**Texto fornecido:**
'''
Os 564 mil habitantes de Lisboa correspondem aos limites administrativos do Concelho de Lisboa que tem apenas 83 km2! As razão para esta área tão pequena em comparação com outras cidades europeias é o facto de os actuais limites administrativos da Área metropolitana de Lisboa terem sido definidos, praticamente todos, ainda no século XIX. Os de Lisboa foram definidos em 1886 adaptando-se à então recém construída estrada de circunvalação, e absorvendo os antigos municípios de Belém e Olivais. Havia à época a consciência de que a cidade estava num processo de crescimento demográfico e que era preciso áreas de expansão da cidade.
124 anos depois as nossas cidades já não têm nada a haver com as daquele tempo e Lisboa é, hoje em dia, uma metrópole de 2,8 milhões de habitantes numa área de 2962 km2. No entanto a divisão administrativa ainda é praticamente a mesma do séc. XIX, e a área metropolitana está dividida em 18 concelhos independentes entre si sendo administrada de 18 maneiras diferentes. A falta de poder regional ou de uma junta metropolitana com poder efectivo faz com que não se cumpra qualquer tipo de estratégia regional ou metropolitana e esta cidade gerida de 18 maneiras diferentes tem como consequência a ausência de um modelo organizado e perda de competitividade de Lisboa.
'''
**Desafios:**
1. Indique se cada afirmação está de acordo com o texto sobre os limites administrativos de Lisboa. Responda sim ou não e cite as palavras do texto que o decidem. (a) O Concelho de Lisboa tem 83 km2. (b) Os limites de Lisboa foram definidos no século XX. (c) A área metropolitana está dividida em 12 concelhos.
2. Segundo o texto sobre os limites administrativos de Lisboa, que antigos municípios foram absorvidos quando os limites da cidade foram definidos?
3. Dê continuidade ao texto sobre os limites administrativos de Lisboa a partir do ponto em que termina.

Registos de um conjunto de rotulagem por pontos
'''
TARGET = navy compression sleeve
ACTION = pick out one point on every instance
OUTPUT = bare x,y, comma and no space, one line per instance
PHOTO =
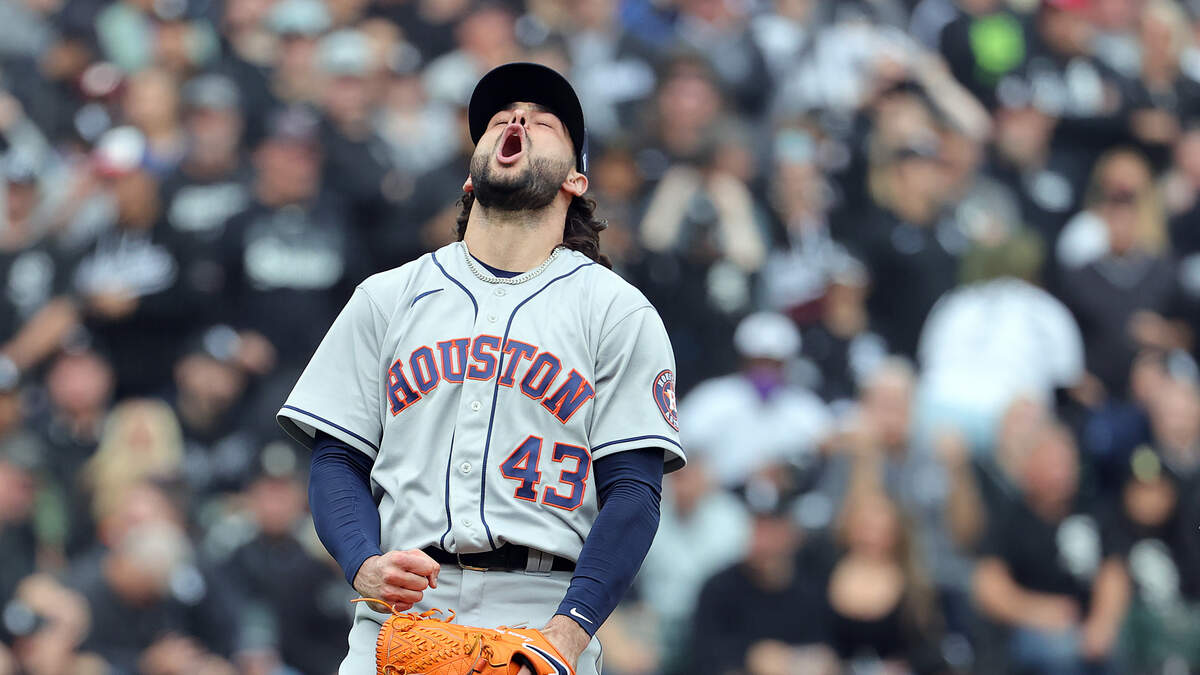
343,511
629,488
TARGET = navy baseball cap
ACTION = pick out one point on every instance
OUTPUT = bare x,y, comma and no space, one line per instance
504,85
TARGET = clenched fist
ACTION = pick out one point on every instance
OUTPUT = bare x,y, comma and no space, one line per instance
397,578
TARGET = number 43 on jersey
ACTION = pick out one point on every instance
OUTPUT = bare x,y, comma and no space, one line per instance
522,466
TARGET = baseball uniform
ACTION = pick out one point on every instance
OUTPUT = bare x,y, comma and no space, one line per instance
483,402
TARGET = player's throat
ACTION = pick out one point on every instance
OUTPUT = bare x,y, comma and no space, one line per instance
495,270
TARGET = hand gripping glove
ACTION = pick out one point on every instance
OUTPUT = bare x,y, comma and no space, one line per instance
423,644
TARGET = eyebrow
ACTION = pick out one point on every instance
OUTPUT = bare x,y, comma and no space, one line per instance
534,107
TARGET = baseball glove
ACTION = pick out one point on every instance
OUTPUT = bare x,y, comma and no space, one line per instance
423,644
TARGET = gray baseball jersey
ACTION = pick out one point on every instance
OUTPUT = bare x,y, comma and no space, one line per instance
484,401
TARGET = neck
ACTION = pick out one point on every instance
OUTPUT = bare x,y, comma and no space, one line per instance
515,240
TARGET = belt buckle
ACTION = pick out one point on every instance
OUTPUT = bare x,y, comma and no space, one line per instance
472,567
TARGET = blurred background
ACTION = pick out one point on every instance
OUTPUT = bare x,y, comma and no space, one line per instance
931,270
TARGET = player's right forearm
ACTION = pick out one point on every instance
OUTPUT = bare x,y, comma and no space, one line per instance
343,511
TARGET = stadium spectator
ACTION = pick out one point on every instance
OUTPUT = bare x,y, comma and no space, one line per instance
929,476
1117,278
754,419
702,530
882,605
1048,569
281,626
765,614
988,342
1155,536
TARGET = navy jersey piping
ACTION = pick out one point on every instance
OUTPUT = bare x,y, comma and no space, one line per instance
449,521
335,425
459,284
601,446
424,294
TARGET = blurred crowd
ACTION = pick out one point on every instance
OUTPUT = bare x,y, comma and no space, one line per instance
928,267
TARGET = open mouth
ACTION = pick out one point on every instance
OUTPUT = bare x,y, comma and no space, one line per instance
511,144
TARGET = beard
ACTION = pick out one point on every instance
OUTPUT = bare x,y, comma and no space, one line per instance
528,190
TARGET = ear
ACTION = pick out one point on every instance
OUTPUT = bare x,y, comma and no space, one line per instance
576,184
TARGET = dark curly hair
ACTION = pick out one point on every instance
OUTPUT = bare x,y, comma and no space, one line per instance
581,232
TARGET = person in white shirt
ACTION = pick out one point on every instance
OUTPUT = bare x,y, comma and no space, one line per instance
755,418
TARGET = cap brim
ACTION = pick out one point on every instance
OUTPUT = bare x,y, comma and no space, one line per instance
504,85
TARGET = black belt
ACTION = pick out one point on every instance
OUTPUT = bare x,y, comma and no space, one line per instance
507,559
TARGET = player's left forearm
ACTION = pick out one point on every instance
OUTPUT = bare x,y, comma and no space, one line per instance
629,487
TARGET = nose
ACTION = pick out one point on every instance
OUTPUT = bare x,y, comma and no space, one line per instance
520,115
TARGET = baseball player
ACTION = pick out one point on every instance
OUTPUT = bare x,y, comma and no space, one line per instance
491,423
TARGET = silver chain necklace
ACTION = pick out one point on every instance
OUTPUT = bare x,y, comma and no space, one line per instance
'''
**Respostas dos exercícios:**
1.
(a) Sim: "Concelho de Lisboa que tem apenas 83 km2"
(b) Não: "Os de Lisboa foram definidos em 1886"
(c) Não: "a área metropolitana está dividida em 18 concelhos independentes entre si"

2. Belém e Olivais.

3.
Hoje em dia o município de Lisboa estuda uma reforma da sua organização interna dando mais poder às freguesias enquanto organismos de administração local. Esta lógica é a mesma que levou à criação dos concelhos da Amadora em 1979 (por desanexação de Oeiras) e Odivelas em 1998 (por desanexação do concelho de Loures), dois concelhos pequeníssimos (com 20 km2 cada um). Estas medidas não deviam limitar-se ao concelho de Lisboa ou à criação de ainda mais concelhos independentes dos outros. São medidas avulso e que não respondem realmente ao problema da divisão administrativa.
Pelo menos em Lisboa e Porto o modelo de administração territorial tem de ser revisto uma vez que está completamente obsoleto e não corresponde às cidades que temos hoje. A meu ver tem de haver um modelo baseado em três escalas, a escala regional ou metropolitana, a escala da cidade e uma escala local.
As unidades territoriais definidas pelo Plano Regional de Ordenamento do Território da Área Metropolitana de Lisboa (PROT AML[1]) aproximam-se daquilo que é a realidade urbana actual e poderiam servir de base a uma nova divisão administrativa da AML na qual Lisboa anexa partes dos municípios envolventes (se o fizeram no séc. XIX porque é que não o conseguimos fazer hoje?) passando a corresponder a um território de 581 km2 e 1, 854 milhões de habitantes (população de 2001, para 2021 estão estimados 2 milhões de habitantes), que representa muito melhor aquilo que é hoje o contínuo urbano de Lisboa e é comparável em área e população às outras cidades europeias.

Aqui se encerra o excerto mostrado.